Task directions: Print every line of the material below exactly as it stands, but omit the pictures.

- - - - - - -

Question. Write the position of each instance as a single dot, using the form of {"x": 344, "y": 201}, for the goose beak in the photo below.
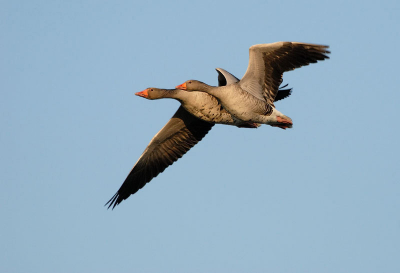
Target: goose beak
{"x": 182, "y": 86}
{"x": 143, "y": 94}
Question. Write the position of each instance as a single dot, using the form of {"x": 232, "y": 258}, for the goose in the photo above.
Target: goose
{"x": 252, "y": 98}
{"x": 184, "y": 130}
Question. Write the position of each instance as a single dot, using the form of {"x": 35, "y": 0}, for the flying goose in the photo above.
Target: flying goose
{"x": 252, "y": 98}
{"x": 184, "y": 130}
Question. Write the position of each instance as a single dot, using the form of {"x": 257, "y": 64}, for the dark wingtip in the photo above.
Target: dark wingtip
{"x": 113, "y": 201}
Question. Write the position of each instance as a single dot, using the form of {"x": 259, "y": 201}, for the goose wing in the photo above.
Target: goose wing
{"x": 178, "y": 136}
{"x": 267, "y": 63}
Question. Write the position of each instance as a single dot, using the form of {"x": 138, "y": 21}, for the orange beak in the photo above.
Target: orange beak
{"x": 143, "y": 94}
{"x": 182, "y": 86}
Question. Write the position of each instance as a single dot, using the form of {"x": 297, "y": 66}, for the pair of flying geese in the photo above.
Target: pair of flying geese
{"x": 245, "y": 103}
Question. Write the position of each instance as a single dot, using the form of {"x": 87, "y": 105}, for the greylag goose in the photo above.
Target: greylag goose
{"x": 252, "y": 98}
{"x": 196, "y": 116}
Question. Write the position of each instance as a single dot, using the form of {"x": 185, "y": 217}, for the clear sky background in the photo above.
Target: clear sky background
{"x": 321, "y": 197}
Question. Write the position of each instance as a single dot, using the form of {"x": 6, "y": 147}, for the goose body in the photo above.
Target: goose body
{"x": 252, "y": 98}
{"x": 195, "y": 117}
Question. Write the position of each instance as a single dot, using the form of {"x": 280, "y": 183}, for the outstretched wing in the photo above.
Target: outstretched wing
{"x": 178, "y": 136}
{"x": 267, "y": 63}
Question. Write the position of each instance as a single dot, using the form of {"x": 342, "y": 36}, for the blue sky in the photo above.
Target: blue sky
{"x": 321, "y": 197}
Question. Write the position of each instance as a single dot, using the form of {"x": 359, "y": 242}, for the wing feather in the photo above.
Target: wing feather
{"x": 177, "y": 137}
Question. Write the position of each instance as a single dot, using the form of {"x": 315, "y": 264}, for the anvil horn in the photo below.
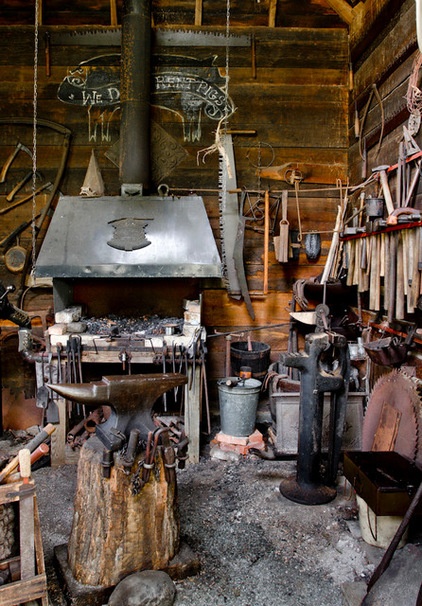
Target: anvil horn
{"x": 131, "y": 398}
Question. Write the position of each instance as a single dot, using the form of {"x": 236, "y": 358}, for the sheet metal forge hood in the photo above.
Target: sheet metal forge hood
{"x": 131, "y": 236}
{"x": 135, "y": 237}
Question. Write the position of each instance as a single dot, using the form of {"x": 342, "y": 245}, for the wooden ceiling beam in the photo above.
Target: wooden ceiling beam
{"x": 343, "y": 9}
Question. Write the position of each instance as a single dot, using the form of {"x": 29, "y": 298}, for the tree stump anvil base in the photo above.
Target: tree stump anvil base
{"x": 115, "y": 532}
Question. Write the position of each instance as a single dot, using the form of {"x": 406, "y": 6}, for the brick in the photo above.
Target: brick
{"x": 223, "y": 437}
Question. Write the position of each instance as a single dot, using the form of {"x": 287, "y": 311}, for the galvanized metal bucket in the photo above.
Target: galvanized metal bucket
{"x": 238, "y": 405}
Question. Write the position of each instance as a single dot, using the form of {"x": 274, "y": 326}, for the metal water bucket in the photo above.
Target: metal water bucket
{"x": 238, "y": 405}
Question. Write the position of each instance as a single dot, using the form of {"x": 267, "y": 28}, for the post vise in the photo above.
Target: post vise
{"x": 324, "y": 367}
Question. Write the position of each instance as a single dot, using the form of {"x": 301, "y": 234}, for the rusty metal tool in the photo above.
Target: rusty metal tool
{"x": 130, "y": 397}
{"x": 7, "y": 240}
{"x": 30, "y": 196}
{"x": 382, "y": 172}
{"x": 10, "y": 196}
{"x": 26, "y": 517}
{"x": 19, "y": 147}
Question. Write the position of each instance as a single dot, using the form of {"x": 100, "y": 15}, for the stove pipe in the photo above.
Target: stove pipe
{"x": 135, "y": 77}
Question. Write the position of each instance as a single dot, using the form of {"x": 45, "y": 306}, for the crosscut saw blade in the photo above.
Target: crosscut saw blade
{"x": 229, "y": 214}
{"x": 112, "y": 36}
{"x": 401, "y": 392}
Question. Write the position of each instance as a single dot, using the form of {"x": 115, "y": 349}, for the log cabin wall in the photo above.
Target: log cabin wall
{"x": 289, "y": 85}
{"x": 386, "y": 63}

- - - - - - -

Expected answer:
Question. Write the position of each instance as a single dot, using the form of {"x": 344, "y": 201}, for the goose beak in the photo below.
Target: goose beak
{"x": 182, "y": 86}
{"x": 143, "y": 94}
Question. Write the position of each instance as a single dot, using the form of {"x": 232, "y": 258}, for the goose in the photo above.
Target: goose
{"x": 252, "y": 98}
{"x": 184, "y": 130}
Question. Write the position of each instance as a single dot, using the form of {"x": 35, "y": 0}, for the flying goose in the photo above.
Target: flying goose
{"x": 252, "y": 98}
{"x": 184, "y": 130}
Question. Write the position of each instance as a single dot, using the form of {"x": 257, "y": 64}, for the dark wingtip in the photo above.
Target: dark wingtip
{"x": 113, "y": 201}
Question. Write the position of each instance as a single dot, using the form of {"x": 259, "y": 201}, for the goose wing in the photo above.
Target: goose wing
{"x": 178, "y": 136}
{"x": 267, "y": 63}
Question. Write the position of each instance as a single dot, using the form of {"x": 138, "y": 21}, for the orange beak in the photo above.
Target: orange beak
{"x": 143, "y": 94}
{"x": 182, "y": 86}
Question. Write the position of each instance as a single dot, using the form of {"x": 297, "y": 66}, for the pair of flying geese in the photo above.
Target: pair of flying geese
{"x": 245, "y": 103}
Question. Write the position of each instance as a single dot, using the form of {"x": 87, "y": 105}, for the greylag goose in the photo above.
Target: greylag goose
{"x": 252, "y": 98}
{"x": 196, "y": 116}
Question. Write the position of each instance as a single dot, using the form of {"x": 185, "y": 217}, for the clear sky background in the photo above.
Target: clear sky background
{"x": 321, "y": 197}
Question. Write the position of each instance as a single dot, using the form of {"x": 6, "y": 147}, for the goose body in the photo above.
Target: goose body
{"x": 252, "y": 98}
{"x": 195, "y": 117}
Question. Write the position of each instance as a single dot, using the form of {"x": 280, "y": 183}, for the outstretched wing in the photo above.
Target: outstretched wing
{"x": 178, "y": 136}
{"x": 267, "y": 63}
Question. Write the position of each instance as a single dot, using the form of {"x": 342, "y": 36}, for the blue sky in the photo above.
Target: blue sky
{"x": 321, "y": 197}
Question. Write the position of each instance as a single dot, using the form of {"x": 359, "y": 242}, for the wing feather in the photo above.
Target: wing feather
{"x": 177, "y": 137}
Question. Write the position of each instance as a single dot, using the form of {"x": 315, "y": 264}, for the anvil horn in the photo below.
Target: anvil horn
{"x": 131, "y": 398}
Question. Write the position of each instance as a single dot, using the form of {"x": 236, "y": 358}, for the sheet metal forge hood in the photo above.
Target: sheet metal forge hood
{"x": 131, "y": 236}
{"x": 135, "y": 237}
Question. Write the position of each instance as a single dot, using the form of {"x": 342, "y": 245}, for the wooden ceiling beam in the photo above.
Target: wooden ceiling beam
{"x": 343, "y": 9}
Question. Write the position of each instance as a single dot, using the form of {"x": 29, "y": 298}, for the tree stump anvil base in the photo above.
Target: tree stump anvil base
{"x": 115, "y": 532}
Question. Write the position of each instance as a single dot, using the form of {"x": 406, "y": 6}, for the brick in the photo above.
Target: brick
{"x": 223, "y": 437}
Question. Write the position of each instance as a single dot, using the form of {"x": 287, "y": 311}, for the galvanized metal bucket in the photo above.
Target: galvanized metal bucket
{"x": 238, "y": 405}
Question. Write the position of each instance as a single dot, using the form of {"x": 274, "y": 326}, for the metal water bucket in the photo above.
Target: metal water bucket
{"x": 238, "y": 405}
Question. Write the position of each instance as a single dot, using the form of {"x": 267, "y": 28}, for the post vise in the photo above.
Target: post vise
{"x": 324, "y": 367}
Question. Write the position of each instance as a single dot, using the form of {"x": 301, "y": 234}, for the rusty metal tool in the photo above.
Target: rusty metal tool
{"x": 130, "y": 397}
{"x": 7, "y": 240}
{"x": 30, "y": 196}
{"x": 382, "y": 172}
{"x": 10, "y": 196}
{"x": 26, "y": 517}
{"x": 19, "y": 147}
Question. Write the position of each instance as a single dot, using the form of {"x": 100, "y": 15}, for the stove pipe in the photo above.
Target: stove pipe
{"x": 135, "y": 77}
Question. Write the position of each instance as a single dot, using the form of {"x": 45, "y": 306}, for the crosscut saw blade in the photo above.
Target: crosscut saw blade
{"x": 229, "y": 214}
{"x": 112, "y": 36}
{"x": 401, "y": 392}
Question. Write the position of each instance as a single dot, using the form of {"x": 115, "y": 349}, for the log cabin wall in the photo above.
Target: log cabin wall
{"x": 289, "y": 85}
{"x": 386, "y": 63}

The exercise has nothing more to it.